* Extrait du texte:
*-*-*
Abarrotar signifie frapper à coups de bâton, bastonner, c'est un gasconisme sémantique qui n'a pas voyagé, la relation du mot "barròt" avec le concept de "pal", "pieu" du mot latin vallus ne pouvant être faite que dans la langue originelle, le gascon, et non dans les autres langues ayant acquis le mot gascon "barra" par le biais du latin (en latin: pièce de bois qui empêche le passage, barrière).   Par ailleurs, "barrat" (s.m.) a bien gardé le sens de "clôture" en gascon, exactement comme son cognat "vallado" en espagnol. Cette gémination des dérivés de vallāre et vallu-s/m a permis à la fois de créer de vrais faux nouveaux mots en gascon et de conserver la signification de l'étymon car, et il bien est là, le génie gascon, on ne peut pas confondre barra avec vath (vallée) ni même barrat (clôture) avec varat (fossé), en dépit de l'origine unique de ces deux derniers mots. 

Ce mot gascon "barra" été adopté sous cette forme en latin médiéval avec le sens originel de " pièce de bois  qui empêche le passage ", ce qui a du provoquer l'expansion de ce mot et des membres sa famille dans toutes les langues romanes et au delà. Le mot a plu, à l'évidence. Pour moi, pas de doute, c'est un magnifique gasconisme. Les linguistes ne s'en sont pas aperçus, c'est assez habituel, beaucoup ont effacé le gascon de leur radar en le confondant avec le provençal ou l'occitan. Ils ont tort! Ce mot ne peut pas être de construction occitane (sensu stricto), seul le gascon peut expliquer son évolution originelle à partir du latin, encore faut-il vouloir ou pouvoir garder le gascon en considération !!!  C'est probablement grâce à l'incorporation de ce mot "barra" au lexique du latin médiéval (probablement, à l'origine, sous la plume d'un ecclésiastique gascon, comme pour cet autre mot gascon passé au latin, galeta, pour désigner un récipient type burette, un flacon à col ou à bec) qu'il a pu aisément voyager dès le Moyen-Âge. Et il a pu, par la suite,  continuer son évolution en dehors même du roman pour atteindre une dimension universelle. Il est  devenu en lui-même un étymon !!!  Et, à ce propos, quand rouvrent les bars?  Los bars que son barrats!!! (Ecrit en temps de confinement :-D ).



Quelques étymons celtiques d’intérêt pour la philologie du gascon.
*-*-*
* Données fournies:

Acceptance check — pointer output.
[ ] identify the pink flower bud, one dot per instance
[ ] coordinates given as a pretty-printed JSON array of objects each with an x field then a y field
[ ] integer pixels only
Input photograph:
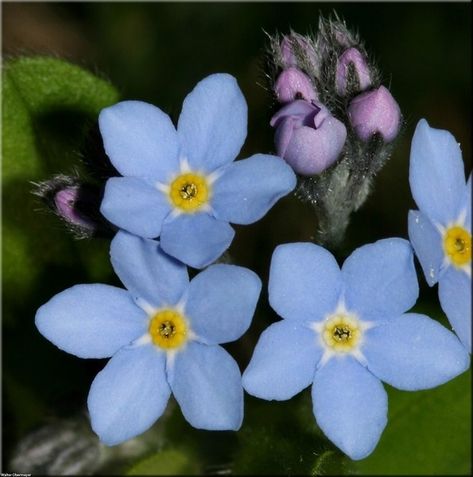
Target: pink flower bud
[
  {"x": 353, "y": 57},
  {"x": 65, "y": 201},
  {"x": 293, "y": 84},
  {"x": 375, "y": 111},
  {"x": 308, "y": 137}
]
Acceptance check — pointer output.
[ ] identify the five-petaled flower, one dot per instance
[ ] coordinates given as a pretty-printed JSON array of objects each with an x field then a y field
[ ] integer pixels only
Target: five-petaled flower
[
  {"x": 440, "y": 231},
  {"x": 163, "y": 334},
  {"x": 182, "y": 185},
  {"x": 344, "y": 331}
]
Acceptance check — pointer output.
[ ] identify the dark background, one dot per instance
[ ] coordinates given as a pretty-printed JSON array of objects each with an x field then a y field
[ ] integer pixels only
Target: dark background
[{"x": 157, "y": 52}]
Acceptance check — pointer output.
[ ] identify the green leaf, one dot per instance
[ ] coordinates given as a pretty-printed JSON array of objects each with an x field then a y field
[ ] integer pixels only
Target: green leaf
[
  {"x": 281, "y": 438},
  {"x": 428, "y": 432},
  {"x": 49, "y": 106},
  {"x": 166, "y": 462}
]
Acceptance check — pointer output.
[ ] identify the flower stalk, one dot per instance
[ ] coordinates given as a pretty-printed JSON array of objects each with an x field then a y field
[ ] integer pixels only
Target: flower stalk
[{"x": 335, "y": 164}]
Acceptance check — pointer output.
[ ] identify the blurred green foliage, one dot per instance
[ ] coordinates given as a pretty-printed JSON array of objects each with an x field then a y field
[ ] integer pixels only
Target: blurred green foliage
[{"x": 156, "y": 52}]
*-*-*
* Travail demandé:
- 1) Extrayez du listing chaque ligne contenant la chaîne "background", en tenant compte de la casse.
- 2) Poursuivez le texte sur l'origine gasconne du mot « barra » à la suite de sa dernière phrase.

* Solutions détaillées:
- 1)
[ ] identify the dark background, one dot per instance
Target: dark background

- 2)
Les étymons celtiques ne sont pas particulièrement nombreux en gascon. Mais le fait qu'ils soient rares ne les rend pas moins intéressants. Certains ne se retrouvent pas ailleurs dans le domaine roman et quelques-uns  peuvent être même extrêmement localisés, ne concernant qu'un nombre très restreint de parlers dans le domaine gascon. Cette liste ne se prétend pas exhaustive et sera amenée à évoluer dans le temps. Pour les étymons, voir Etymological Dictionary of Proto-Celtic de R. Matasović (Brill) ,  le "Celtic Lexicon" de l'Univ. du Pays de Galles (University of Wales), (consultable en ligne ) et le dictionnaire de la langue gauloise de X. Delamarre (Ed. Errance).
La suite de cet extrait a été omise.